Instruções da tarefa: Transcreva na íntegra, sem qualquer alteração, o texto abaixo sobre a variação linguística em sala de aula.

Texto de origem:
==================================================
A variação linguística em sala de aula
Jamille Araujo
Rozeli Amaral
Este trabalho foi investigado em salas de aula das escolas públicas de Ensino Fundamental e Médio, na cidade de Miguel Calmon, tendo como instituições observadas, o Colégio Polivalente e o CENSC. As análises realizadas estiveram centralizadas no ensino da variação lingüística nas turmas de 7ª e 8ª séries do Ensino Fundamental e 1º e 2º ano do Ensino Médio.
Diante das investigações científicas realizadas no intuito de analisar fenômenos de variações linguísticas que ocorrem nas diversas regiões brasileiras, as quais acabam comprovando que as mesmas não têm tido espaço em sala de aula devido ao preconceito impregnado nos seres humanos, tomamos a iniciativa de desenvolver uma análise para detectarmos como são trabalhadas as variações linguísticas no meio escolar, qual a análise realizada pelos professores de língua portuguesa, como a perspectiva regional é abordada e como o livro didático traz essa abordagem.
Os Parâmetros Curriculares Nacionais fazem indicações para serem trabalhadas em sala de aula questões voltadas à variação, estabelecendo objetivos a serem alcançados por alunos do ensino de Língua Portuguesa. Conforme esses parâmetros devem-se “[...] utilizar diferentes registros, inclusive os mais formais da variedade lingüística valorizada socialmente, sabendo adequá-los às circunstâncias da situação comunicativa de que participa.” (PCN, 2001, p.41). Faz-se necessário também, que os alunos, além de conhecerem as variedades da língua, possam verificar a regularidade das diferentes variedades populares na conversação, reconhecendo os valores sociais nelas inseridos.
==================================================
Listagem:

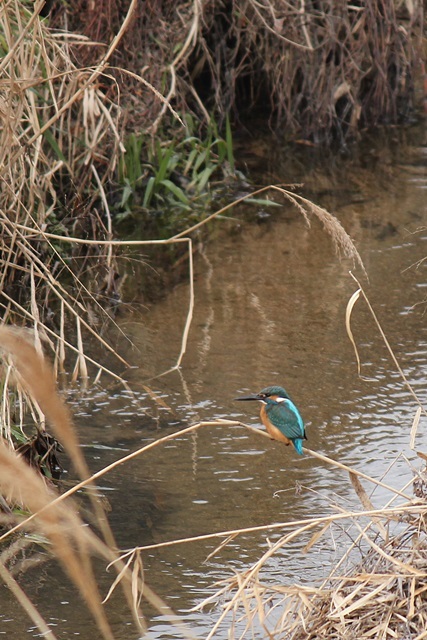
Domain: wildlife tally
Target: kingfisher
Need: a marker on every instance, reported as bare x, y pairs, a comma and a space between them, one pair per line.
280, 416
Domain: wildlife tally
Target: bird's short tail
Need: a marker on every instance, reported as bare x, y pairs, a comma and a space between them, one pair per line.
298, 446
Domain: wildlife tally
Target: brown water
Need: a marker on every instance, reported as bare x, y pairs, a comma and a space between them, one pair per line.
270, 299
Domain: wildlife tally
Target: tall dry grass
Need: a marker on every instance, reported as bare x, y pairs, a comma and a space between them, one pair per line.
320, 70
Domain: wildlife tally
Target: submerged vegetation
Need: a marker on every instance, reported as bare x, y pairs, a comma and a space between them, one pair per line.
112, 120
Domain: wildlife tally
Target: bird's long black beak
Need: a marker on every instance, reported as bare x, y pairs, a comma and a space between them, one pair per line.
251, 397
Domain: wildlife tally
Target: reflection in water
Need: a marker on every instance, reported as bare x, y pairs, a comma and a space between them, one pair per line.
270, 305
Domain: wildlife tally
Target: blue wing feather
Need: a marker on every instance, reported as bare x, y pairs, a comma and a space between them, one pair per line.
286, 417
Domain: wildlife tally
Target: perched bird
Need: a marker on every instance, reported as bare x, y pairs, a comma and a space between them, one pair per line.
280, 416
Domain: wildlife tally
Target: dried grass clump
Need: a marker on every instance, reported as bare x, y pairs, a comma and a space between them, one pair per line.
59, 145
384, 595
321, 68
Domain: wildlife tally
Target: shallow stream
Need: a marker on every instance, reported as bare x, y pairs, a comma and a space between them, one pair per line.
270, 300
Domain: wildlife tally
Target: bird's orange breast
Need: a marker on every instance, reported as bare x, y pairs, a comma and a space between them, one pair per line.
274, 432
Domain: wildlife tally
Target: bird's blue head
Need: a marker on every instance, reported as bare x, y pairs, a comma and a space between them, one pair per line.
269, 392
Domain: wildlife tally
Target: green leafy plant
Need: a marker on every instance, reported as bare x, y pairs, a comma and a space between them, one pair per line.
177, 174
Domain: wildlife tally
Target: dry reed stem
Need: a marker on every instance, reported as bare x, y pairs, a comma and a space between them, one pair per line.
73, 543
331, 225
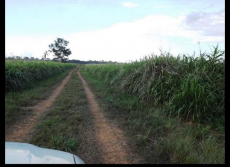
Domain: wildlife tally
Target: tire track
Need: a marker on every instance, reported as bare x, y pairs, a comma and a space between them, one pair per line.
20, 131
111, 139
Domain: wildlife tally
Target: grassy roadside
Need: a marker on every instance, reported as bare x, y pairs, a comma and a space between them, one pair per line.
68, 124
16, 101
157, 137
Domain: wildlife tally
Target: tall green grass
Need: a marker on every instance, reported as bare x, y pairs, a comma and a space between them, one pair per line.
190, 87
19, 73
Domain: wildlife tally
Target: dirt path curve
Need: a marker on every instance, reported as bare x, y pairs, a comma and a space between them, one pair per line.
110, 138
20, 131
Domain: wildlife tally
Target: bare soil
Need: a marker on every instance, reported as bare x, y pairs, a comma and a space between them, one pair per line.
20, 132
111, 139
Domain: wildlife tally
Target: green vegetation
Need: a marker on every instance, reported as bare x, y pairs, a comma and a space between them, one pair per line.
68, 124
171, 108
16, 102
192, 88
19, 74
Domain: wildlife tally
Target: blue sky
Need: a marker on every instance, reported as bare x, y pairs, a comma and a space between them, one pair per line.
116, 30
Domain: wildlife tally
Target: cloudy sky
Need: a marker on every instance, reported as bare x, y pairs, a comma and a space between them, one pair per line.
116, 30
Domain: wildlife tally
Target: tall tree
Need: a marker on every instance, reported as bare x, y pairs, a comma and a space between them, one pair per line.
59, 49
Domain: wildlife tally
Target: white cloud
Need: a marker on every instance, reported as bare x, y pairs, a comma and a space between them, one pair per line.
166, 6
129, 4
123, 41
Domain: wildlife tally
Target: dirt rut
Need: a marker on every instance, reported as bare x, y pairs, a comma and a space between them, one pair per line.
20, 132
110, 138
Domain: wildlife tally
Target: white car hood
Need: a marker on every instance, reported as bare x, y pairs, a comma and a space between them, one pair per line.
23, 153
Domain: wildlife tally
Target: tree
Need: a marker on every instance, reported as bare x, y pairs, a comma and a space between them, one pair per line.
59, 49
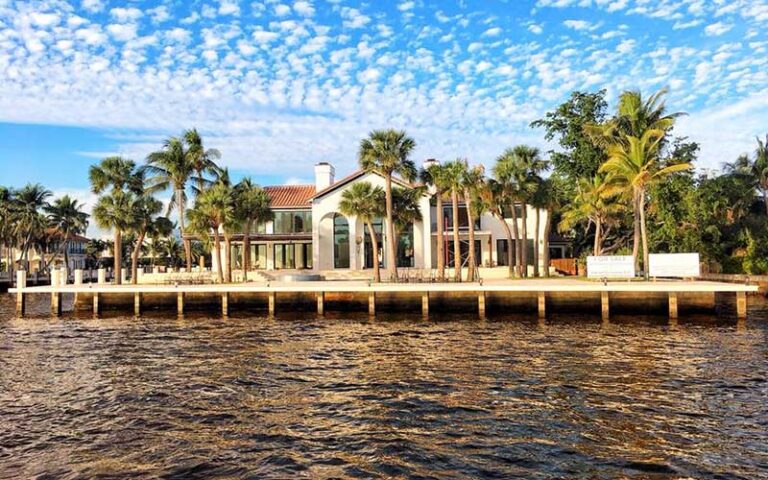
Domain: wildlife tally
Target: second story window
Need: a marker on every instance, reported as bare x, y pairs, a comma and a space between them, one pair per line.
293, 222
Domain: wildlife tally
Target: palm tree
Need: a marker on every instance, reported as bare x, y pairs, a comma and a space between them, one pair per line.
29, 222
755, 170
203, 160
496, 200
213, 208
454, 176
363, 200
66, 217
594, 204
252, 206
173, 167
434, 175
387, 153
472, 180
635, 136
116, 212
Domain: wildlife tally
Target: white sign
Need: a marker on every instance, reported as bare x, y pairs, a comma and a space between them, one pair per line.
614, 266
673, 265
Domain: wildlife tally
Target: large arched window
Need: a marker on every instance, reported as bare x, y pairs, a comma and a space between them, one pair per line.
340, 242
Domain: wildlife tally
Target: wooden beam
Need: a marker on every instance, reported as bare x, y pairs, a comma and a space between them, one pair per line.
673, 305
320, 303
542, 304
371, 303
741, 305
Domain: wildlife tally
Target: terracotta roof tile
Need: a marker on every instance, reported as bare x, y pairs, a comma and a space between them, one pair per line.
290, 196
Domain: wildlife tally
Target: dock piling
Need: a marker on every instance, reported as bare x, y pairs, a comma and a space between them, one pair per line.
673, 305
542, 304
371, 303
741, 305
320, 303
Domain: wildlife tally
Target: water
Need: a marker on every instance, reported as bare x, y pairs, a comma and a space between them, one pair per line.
==================================================
Solução do exercício:
A variação linguística em sala de aula
Jamille Araujo
Rozeli Amaral
Este trabalho foi investigado em salas de aula das escolas públicas de Ensino Fundamental e Médio, na cidade de Miguel Calmon, tendo como instituições observadas, o Colégio Polivalente e o CENSC. As análises realizadas estiveram centralizadas no ensino da variação lingüística nas turmas de 7ª e 8ª séries do Ensino Fundamental e 1º e 2º ano do Ensino Médio.
Diante das investigações científicas realizadas no intuito de analisar fenômenos de variações linguísticas que ocorrem nas diversas regiões brasileiras, as quais acabam comprovando que as mesmas não têm tido espaço em sala de aula devido ao preconceito impregnado nos seres humanos, tomamos a iniciativa de desenvolver uma análise para detectarmos como são trabalhadas as variações linguísticas no meio escolar, qual a análise realizada pelos professores de língua portuguesa, como a perspectiva regional é abordada e como o livro didático traz essa abordagem.
Os Parâmetros Curriculares Nacionais fazem indicações para serem trabalhadas em sala de aula questões voltadas à variação, estabelecendo objetivos a serem alcançados por alunos do ensino de Língua Portuguesa. Conforme esses parâmetros devem-se “[...] utilizar diferentes registros, inclusive os mais formais da variedade lingüística valorizada socialmente, sabendo adequá-los às circunstâncias da situação comunicativa de que participa.” (PCN, 2001, p.41). Faz-se necessário também, que os alunos, além de conhecerem as variedades da língua, possam verificar a regularidade das diferentes variedades populares na conversação, reconhecendo os valores sociais nelas inseridos.